Problem to work on =>
Continue the physics thread about the 1200 kg car rounding a corner, starting right after its last sentence.

-- START OF Document text --

When you take your 1200 kg car out for a spin, you go around a corner of radius 58.1 m with a speed of 15.8 m/s. The coefficient of static friction between the car and the road is 0.69. Assuming your car doesn't skid, what is the force exerted on it by static friction?
Please help. Neither I nor my study group can figure this one out.
2007-10-12 06:29:44 · 3 answers · asked by Anonymous in Science & Mathematics ➔ Physics
Well you know that F=ma
You know the mass of the car.
Going around a turn at a constant speed means that your acceleration is centripetal acceleration.... v^2 / r
So the force exerted on the car by the road... or the force between the road and the tires will be equal to mv^2 / r
To find out of the car skids or not you have to find the maximum value of friction which must be larger than the centripetal force. The maximum value of friction will just be .69 times the mass of the car because gravity and normal force are the only forces acting in the y direction.

-- END OF Document text --
-- START OF Entries --

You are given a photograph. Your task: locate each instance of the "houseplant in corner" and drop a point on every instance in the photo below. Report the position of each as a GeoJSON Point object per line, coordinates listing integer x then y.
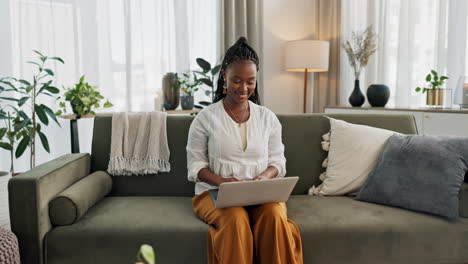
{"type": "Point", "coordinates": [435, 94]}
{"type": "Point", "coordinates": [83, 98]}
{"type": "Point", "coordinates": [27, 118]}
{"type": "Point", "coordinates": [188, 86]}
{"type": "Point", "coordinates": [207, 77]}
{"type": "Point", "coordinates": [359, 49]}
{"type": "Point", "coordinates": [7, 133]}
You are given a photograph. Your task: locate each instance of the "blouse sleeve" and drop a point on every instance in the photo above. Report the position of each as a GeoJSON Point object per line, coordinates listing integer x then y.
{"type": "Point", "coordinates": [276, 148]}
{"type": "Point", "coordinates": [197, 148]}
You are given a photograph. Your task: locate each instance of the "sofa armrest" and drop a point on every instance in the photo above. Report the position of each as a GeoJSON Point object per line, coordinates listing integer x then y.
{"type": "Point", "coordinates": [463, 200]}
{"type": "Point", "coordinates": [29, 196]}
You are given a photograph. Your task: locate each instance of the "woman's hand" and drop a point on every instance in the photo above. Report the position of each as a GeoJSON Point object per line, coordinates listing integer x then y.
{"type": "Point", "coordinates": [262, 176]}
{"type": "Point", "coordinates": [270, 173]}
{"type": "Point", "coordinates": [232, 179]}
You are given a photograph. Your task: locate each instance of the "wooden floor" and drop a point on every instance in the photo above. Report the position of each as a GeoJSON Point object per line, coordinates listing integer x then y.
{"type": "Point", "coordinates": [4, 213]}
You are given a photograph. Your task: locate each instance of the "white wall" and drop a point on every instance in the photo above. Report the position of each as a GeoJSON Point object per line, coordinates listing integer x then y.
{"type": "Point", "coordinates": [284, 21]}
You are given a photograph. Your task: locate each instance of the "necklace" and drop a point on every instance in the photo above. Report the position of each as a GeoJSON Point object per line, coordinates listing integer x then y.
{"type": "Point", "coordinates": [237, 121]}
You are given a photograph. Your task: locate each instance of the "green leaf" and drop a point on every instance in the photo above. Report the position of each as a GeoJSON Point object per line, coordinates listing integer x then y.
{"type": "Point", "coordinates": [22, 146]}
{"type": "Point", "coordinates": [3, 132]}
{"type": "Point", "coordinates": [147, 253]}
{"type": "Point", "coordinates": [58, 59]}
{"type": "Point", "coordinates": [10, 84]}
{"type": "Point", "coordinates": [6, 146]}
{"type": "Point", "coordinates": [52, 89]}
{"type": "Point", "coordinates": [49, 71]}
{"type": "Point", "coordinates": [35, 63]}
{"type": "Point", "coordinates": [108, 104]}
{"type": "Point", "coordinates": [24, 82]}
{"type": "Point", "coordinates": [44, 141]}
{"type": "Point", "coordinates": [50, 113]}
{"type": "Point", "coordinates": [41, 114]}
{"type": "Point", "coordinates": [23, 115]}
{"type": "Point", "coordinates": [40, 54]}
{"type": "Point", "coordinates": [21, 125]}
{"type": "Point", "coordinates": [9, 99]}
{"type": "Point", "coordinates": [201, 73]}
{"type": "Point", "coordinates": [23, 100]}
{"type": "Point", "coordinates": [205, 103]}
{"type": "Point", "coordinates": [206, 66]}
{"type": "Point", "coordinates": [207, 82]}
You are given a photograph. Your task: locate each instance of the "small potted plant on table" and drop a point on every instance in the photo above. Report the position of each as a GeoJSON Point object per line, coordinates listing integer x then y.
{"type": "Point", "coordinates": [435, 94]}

-- END OF Entries --

Output below =>
2007-10-12 06:37:29 · answer #1 · answered by Matt C 3 · 0⤊ 0⤋
First, ID the physics of the problem. In this case, we are looking at a force issue; we can tell that from the words "static friction" where friction force f = kN = k mg cos(theta); and k = .69, m = 1200 kg, g = 9.81 m/sec^2 on Earth's surface, and theta is presumed zero degrees incline of the road (that is we presume the road is flat in the curve).
Then, because this is a force physics problem, we line up what we know about forces in this context. Newton's stuff is germane when talking about motion and forces. And prominent among his so-called laws is F = Ma.
Because the car is not skidding, we know from the laws of physics that acceleration of the car in the direction of the radius of turn R = 58.1 m is a = 0. Why? Because there is no net force acting in that direction since the radial velocity V(along R) = 0 mps, a constant. And when a velocity is constant, there is no acceleration because dV/dt = 0 = a.
OK, then, when a car is not skidding, F = ma = 0 = (C - f); where centrifugal force C = mv^2/R and v = 15.8 mps the trangential velocity of the car around R. As there is no net force, C and f are equal but opposite forces and cancel each other out. Thus we have C = mv^2/R = kmg = f.
And there you have it...the static friction f = mv^2/R and m, v, and R are given. You can do the math.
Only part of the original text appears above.